The word prompts shudders and weak knees in the hardiest of IT managers. Colorful language can also result. Whether downtime is the result of a natural disaster, malicious act, computer failure or operator or worker error, it’s a destructive force that halts productivity as workers wait for tools to come back online, reduces revenue and causes confusion on the part of customers.
Downtime comes in two main flavors: planned and unplanned. Planned downtime is scheduled in advance to accommodate changes or enhancements to the system, which includes software and hardware upgrades, patch installations, performance tuning and batch jobs. Unplanned downtime, on the other hand, is the result of unforeseen forces that can occur at anytime.
Between the two, “planned” downtime is easiest to deal with as you should wield some control over it. Because it’s planned, you can ensure that the downtime has a minimal impact on the business. It’s all about determining needs, looking ahead and communicating to others in the company so they know when the downtime will occur and ultimately, scheduling it at a time when it will have the least impact to the business and its customers.
Out of Nowhere
Despite its name, “unplanned” downtime requires lots of planning to anticipate what could happen and ensure that systems are in place to deal with it. The goal here is to prepare for unplanned downtime in such a way that it balances the potential financial cost to the organization.
There are several steps that companies can take to determine needs and responses. The first involves maintaining the integrity and availability of data and key applications. Beyond back-up and recovery systems, off-site centers and redundant systems, management needs to identify key applications and data that are necessary to keep the business going and ensure that these remain available during an outage. Or if they are taken offline, are the first to be brought back up.

### [Your tasks]
- A) Rewrite the paragraph of the downtime article that begins "Downtime comes in two main flavors" as a short list, keeping its main facts.
- B) According to the downtime article, what is the goal when preparing for unplanned downtime?
- C) Continue the downtime article from its last sentence.

### [Extracted entries]
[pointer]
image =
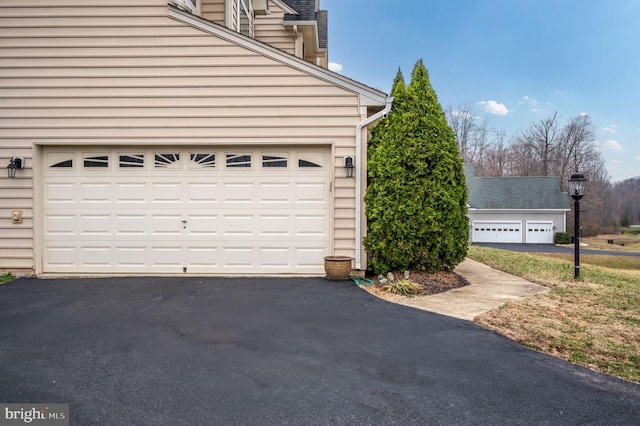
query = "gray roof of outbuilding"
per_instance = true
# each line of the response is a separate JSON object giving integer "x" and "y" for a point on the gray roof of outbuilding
{"x": 514, "y": 193}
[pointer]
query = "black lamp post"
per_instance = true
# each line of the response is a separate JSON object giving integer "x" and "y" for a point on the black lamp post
{"x": 577, "y": 186}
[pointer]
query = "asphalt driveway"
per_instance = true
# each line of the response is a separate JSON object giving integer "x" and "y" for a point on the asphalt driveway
{"x": 274, "y": 352}
{"x": 552, "y": 248}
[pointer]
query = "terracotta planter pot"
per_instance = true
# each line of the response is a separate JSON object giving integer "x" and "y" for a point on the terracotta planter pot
{"x": 337, "y": 267}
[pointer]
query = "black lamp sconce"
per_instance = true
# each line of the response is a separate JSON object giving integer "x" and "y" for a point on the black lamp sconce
{"x": 15, "y": 163}
{"x": 349, "y": 166}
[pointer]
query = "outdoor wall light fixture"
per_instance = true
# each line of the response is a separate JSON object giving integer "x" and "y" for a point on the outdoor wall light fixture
{"x": 349, "y": 166}
{"x": 577, "y": 187}
{"x": 15, "y": 163}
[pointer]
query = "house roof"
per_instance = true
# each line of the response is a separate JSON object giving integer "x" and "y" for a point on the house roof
{"x": 514, "y": 193}
{"x": 306, "y": 10}
{"x": 307, "y": 13}
{"x": 369, "y": 96}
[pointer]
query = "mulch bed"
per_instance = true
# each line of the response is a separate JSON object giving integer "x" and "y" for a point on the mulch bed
{"x": 431, "y": 283}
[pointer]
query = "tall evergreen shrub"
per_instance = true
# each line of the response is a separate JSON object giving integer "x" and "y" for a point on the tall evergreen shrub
{"x": 416, "y": 198}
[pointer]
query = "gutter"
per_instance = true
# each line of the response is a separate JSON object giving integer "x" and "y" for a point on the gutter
{"x": 359, "y": 201}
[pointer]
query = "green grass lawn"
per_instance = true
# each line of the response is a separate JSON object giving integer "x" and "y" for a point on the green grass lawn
{"x": 593, "y": 321}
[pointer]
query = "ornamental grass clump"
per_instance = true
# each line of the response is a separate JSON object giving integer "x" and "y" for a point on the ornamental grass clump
{"x": 403, "y": 288}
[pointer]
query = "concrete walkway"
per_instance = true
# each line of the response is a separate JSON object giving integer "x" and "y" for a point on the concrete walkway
{"x": 489, "y": 290}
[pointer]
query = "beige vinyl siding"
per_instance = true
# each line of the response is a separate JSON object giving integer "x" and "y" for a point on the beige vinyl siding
{"x": 213, "y": 10}
{"x": 269, "y": 29}
{"x": 113, "y": 72}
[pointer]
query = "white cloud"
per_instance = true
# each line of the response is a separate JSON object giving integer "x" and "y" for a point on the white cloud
{"x": 526, "y": 100}
{"x": 464, "y": 114}
{"x": 613, "y": 145}
{"x": 335, "y": 67}
{"x": 495, "y": 108}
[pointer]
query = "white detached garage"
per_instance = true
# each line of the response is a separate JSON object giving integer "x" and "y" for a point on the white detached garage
{"x": 515, "y": 209}
{"x": 156, "y": 141}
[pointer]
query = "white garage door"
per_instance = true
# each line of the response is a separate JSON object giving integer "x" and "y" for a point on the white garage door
{"x": 539, "y": 232}
{"x": 200, "y": 210}
{"x": 497, "y": 232}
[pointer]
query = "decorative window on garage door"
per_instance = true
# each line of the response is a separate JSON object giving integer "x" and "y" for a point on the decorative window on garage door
{"x": 275, "y": 161}
{"x": 95, "y": 160}
{"x": 131, "y": 161}
{"x": 238, "y": 160}
{"x": 311, "y": 159}
{"x": 202, "y": 160}
{"x": 60, "y": 160}
{"x": 166, "y": 160}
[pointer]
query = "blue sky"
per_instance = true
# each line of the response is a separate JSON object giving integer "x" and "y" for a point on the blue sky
{"x": 514, "y": 61}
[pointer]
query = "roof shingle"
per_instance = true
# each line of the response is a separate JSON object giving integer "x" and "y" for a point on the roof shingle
{"x": 515, "y": 193}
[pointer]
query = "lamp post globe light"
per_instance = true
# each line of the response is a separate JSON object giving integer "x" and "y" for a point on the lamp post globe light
{"x": 577, "y": 187}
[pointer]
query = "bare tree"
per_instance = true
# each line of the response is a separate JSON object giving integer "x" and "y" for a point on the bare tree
{"x": 471, "y": 134}
{"x": 495, "y": 161}
{"x": 576, "y": 146}
{"x": 542, "y": 139}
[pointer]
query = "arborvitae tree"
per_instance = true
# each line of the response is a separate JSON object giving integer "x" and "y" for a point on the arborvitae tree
{"x": 417, "y": 195}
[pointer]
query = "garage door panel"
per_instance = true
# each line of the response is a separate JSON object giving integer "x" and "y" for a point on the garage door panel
{"x": 165, "y": 225}
{"x": 166, "y": 193}
{"x": 274, "y": 225}
{"x": 183, "y": 218}
{"x": 95, "y": 193}
{"x": 311, "y": 193}
{"x": 202, "y": 193}
{"x": 202, "y": 225}
{"x": 310, "y": 225}
{"x": 59, "y": 193}
{"x": 127, "y": 225}
{"x": 60, "y": 224}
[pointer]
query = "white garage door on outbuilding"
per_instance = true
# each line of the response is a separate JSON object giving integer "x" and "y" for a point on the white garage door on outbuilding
{"x": 225, "y": 210}
{"x": 539, "y": 232}
{"x": 497, "y": 231}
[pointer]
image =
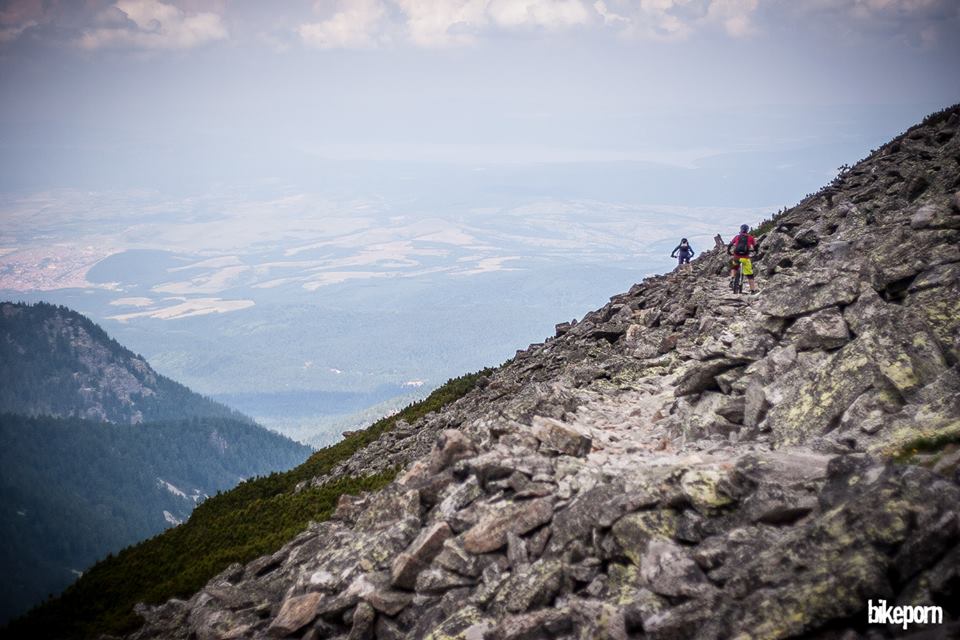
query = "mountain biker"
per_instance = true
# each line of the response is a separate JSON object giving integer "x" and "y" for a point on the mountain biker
{"x": 742, "y": 245}
{"x": 686, "y": 252}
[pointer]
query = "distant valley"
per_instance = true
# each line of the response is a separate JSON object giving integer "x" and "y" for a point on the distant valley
{"x": 318, "y": 316}
{"x": 98, "y": 451}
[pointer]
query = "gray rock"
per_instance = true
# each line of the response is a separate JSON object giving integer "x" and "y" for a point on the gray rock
{"x": 668, "y": 570}
{"x": 295, "y": 614}
{"x": 419, "y": 554}
{"x": 559, "y": 437}
{"x": 490, "y": 533}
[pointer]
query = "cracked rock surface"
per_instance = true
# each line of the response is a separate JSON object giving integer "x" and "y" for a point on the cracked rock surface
{"x": 682, "y": 463}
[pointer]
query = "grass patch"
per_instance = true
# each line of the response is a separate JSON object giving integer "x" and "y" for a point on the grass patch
{"x": 255, "y": 518}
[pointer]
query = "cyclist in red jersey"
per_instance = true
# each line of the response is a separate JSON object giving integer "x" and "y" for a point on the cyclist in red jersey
{"x": 742, "y": 245}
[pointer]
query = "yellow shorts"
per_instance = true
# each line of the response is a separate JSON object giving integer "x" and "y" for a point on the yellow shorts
{"x": 746, "y": 266}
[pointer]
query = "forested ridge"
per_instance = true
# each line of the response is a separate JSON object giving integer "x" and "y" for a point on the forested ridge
{"x": 98, "y": 451}
{"x": 256, "y": 517}
{"x": 54, "y": 361}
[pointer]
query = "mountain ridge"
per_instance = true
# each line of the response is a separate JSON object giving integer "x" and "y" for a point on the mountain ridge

### [Exercise results]
- A)
- Planned downtime: scheduled in advance for changes or enhancements to the system, such as software and hardware upgrades, patch installations, performance tuning and batch jobs.
- Unplanned downtime: caused by unforeseen forces and can occur at any time.

- B) To prepare for it in a way that balances the potential financial cost to the organization.

- C)
Some things to consider when identifying key failure points. What areas most affect revenue and other critical aspects of the business? And how long can a business accommodate a failure in a particular area before it affects revenue and the critical areas? The answers will depend on the company, the type of business and the industry and the systems.
Based on your evaluation, you can identify the applications that must be operational right away and those that can wait. Identifying key areas and putting in place systems to maintain them during unplanned downtime is much like a hospital installing generators to ensure that key medical devices continue to work during a power outage.
During this process, it’s important to identify exactly how the network is being used and how demand flows. If particular departments or individuals are triggering downtime, it’s paramount to understand how these entities relate to the downtime and the network and remedy the underlying problems. This can prevent small, known problems from growing into larger ones.
Of course, this exercise is also a good one to help design a competent redundant system that backs up the primary and necessary business functions. Overall, a good redundant system is hard to beat and generally offers the best protection, for a significant price.
The second area to plan for is recovery – getting things back to normal after unplanned downtime. Don’t forget to consider the necessary manpower and expertise, the availability of parts and your financial constraints.
Another aspect: be sure to check what your customers will see – the public face of the company – should an outage occur. You don’t want customers to lose confidence in your business, for example, by visiting your website and being greeted with an error message.
To act on unplanned downtime, you first have to know when the system is down. For this, you can rely on an automated monitoring system. With this information, you can be the first to alert everyone else and instill confidence that you are on top of the issue and doing everything to resolve it. It’s embarrassing to learn of an outage from an employee or boss, or worse, customers.
Something that pays off in the long run is maintaining close contact with vendors to stay current on software patches and bug fixes. As a general rule, all software patches that vendors recommend that you install immediately should be done so as soon as possible. Those that only affect specific areas, particularly those that aren’t integral to your business, may be added at your discretion as needed.
If software seems to be in a constant state of flux, try to wait, if you can, for the software to stabilize before adding the upgrade. If you can add a patch to a specific area and test it before it’s used throughout the organization, do so.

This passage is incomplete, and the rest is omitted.